• [What you have to do] Would you quote every entry exactly, dropping only the pictures?

-- BEGIN Supplied records --

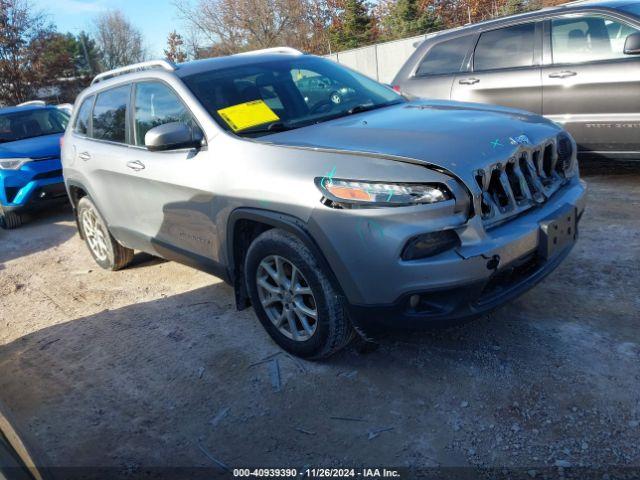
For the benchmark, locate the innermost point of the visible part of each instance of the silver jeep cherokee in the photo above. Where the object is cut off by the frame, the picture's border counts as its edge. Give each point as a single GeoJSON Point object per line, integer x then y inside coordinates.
{"type": "Point", "coordinates": [371, 211]}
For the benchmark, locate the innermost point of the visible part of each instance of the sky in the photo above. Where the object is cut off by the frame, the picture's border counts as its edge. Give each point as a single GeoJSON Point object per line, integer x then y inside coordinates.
{"type": "Point", "coordinates": [154, 18]}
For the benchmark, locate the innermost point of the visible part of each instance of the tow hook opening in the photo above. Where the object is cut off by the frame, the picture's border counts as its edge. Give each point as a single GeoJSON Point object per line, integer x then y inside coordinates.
{"type": "Point", "coordinates": [493, 262]}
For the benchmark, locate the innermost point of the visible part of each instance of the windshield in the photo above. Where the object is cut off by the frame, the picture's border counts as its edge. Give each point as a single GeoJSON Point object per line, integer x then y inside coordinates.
{"type": "Point", "coordinates": [266, 97]}
{"type": "Point", "coordinates": [31, 123]}
{"type": "Point", "coordinates": [633, 8]}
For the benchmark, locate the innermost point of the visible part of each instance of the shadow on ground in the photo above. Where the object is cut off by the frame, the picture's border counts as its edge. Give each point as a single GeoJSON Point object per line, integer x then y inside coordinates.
{"type": "Point", "coordinates": [45, 231]}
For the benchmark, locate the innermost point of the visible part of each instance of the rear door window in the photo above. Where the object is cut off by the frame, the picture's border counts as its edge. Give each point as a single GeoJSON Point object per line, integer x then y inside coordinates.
{"type": "Point", "coordinates": [446, 57]}
{"type": "Point", "coordinates": [510, 47]}
{"type": "Point", "coordinates": [84, 115]}
{"type": "Point", "coordinates": [110, 115]}
{"type": "Point", "coordinates": [588, 39]}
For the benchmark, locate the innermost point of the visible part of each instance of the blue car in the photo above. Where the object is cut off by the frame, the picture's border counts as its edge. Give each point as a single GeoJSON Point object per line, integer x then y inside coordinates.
{"type": "Point", "coordinates": [30, 169]}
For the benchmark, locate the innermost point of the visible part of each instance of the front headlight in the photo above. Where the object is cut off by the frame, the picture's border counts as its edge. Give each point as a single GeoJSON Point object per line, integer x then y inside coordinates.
{"type": "Point", "coordinates": [381, 194]}
{"type": "Point", "coordinates": [12, 163]}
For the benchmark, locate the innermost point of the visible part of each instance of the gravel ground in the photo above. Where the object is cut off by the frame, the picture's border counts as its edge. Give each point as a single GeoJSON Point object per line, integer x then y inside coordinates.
{"type": "Point", "coordinates": [153, 367]}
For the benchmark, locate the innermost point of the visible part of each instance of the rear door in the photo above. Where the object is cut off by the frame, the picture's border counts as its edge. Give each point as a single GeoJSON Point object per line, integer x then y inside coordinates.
{"type": "Point", "coordinates": [589, 84]}
{"type": "Point", "coordinates": [173, 203]}
{"type": "Point", "coordinates": [104, 155]}
{"type": "Point", "coordinates": [505, 69]}
{"type": "Point", "coordinates": [436, 70]}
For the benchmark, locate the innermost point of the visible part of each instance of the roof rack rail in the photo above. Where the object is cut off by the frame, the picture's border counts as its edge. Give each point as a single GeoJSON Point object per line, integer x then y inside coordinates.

-- END Supplied records --

• [Solution to this task]
For the benchmark, locate the innermost point of the visible part of each instance of the silver jeep cherokee in the photo above. Where the object is cut off by the frame, the picture's border counts as its edge. Give each point as a single GeoJSON Point object per line, integer x then y inside coordinates.
{"type": "Point", "coordinates": [371, 211]}
For the benchmark, locate the innermost point of the visible part of each instance of the sky in the photo above. Where the object is cut off by the frame, the picture's border counts as its edge. Give each point as a single GeoJSON Point object per line, integer x then y inside coordinates.
{"type": "Point", "coordinates": [154, 18]}
For the benchmark, locate the innermost point of the visible part of each instance of the tow hook opening in the photo above. Where the object is cut off by the frame, the picture's border counts as its edge. Give each point as a single GeoJSON Point object per line, integer x then y inside coordinates.
{"type": "Point", "coordinates": [493, 262]}
For the benchmark, locate the innermost point of the visible part of each instance of the windshield in the photo above. Where the object is cut off by the frame, the picture's border counts as its edge. Give each point as a single GeoJSON Point object per line, integer x then y inside coordinates.
{"type": "Point", "coordinates": [266, 97]}
{"type": "Point", "coordinates": [31, 123]}
{"type": "Point", "coordinates": [633, 8]}
For the benchmark, locate the innermost point of the visible part of each instance of the shadow on ground in the photo above. Where the object is cut off by the frame, the picture's border counts as its edge. Give each point as a single GeoJSON Point object per line, integer x then y inside coordinates.
{"type": "Point", "coordinates": [45, 231]}
For the benchmark, locate the innermost point of the visible part of each instance of the rear door window in the photo above. Where the object is cut off by the frame, the picture's border counts as its edge. Give each point as a single GeoJSON Point object per line, integer x then y inside coordinates.
{"type": "Point", "coordinates": [446, 57]}
{"type": "Point", "coordinates": [510, 47]}
{"type": "Point", "coordinates": [84, 115]}
{"type": "Point", "coordinates": [110, 115]}
{"type": "Point", "coordinates": [588, 39]}
For the benchmark, locate the innermost point of the visible part of each instance of the blue car in the photo above. Where the object is cut off by the frame, the picture's border counts as its edge. Give each point as a single GeoJSON Point object per line, integer x then y inside coordinates.
{"type": "Point", "coordinates": [30, 169]}
For the benchmark, locate the innermost point of the visible part of each instance of the front headlight in the photo above. Where the object is cut off by the frame, the picture's border counts as its edge. Give each point as a single GeoJSON Point object per line, integer x then y inside coordinates.
{"type": "Point", "coordinates": [381, 194]}
{"type": "Point", "coordinates": [12, 163]}
For the benchmark, locate the innermost point of the visible part of each instance of the gravel ground in the photo above. Where the object is cut off by the frame, the picture's border counts as its edge. Give each point as a single GeoJSON Point object per line, integer x then y inside coordinates.
{"type": "Point", "coordinates": [153, 367]}
For the benchmark, locate the innermost point of the visible part of each instance of the rear door in the photo above. Where the object is cut off by the frame, the picture's border counts as its edge. Give each point as a single GeoJSON Point object per line, integer x then y inside coordinates.
{"type": "Point", "coordinates": [589, 84]}
{"type": "Point", "coordinates": [173, 203]}
{"type": "Point", "coordinates": [104, 155]}
{"type": "Point", "coordinates": [505, 69]}
{"type": "Point", "coordinates": [436, 70]}
For the benchmark, locate the innermost point of the visible part of each instance of the roof rack rail in the photo above. Where the object is cut off by the frame, the picture's border counts as its edge. Give each point as a single GeoJSON Point object per line, integer x then y inside coordinates.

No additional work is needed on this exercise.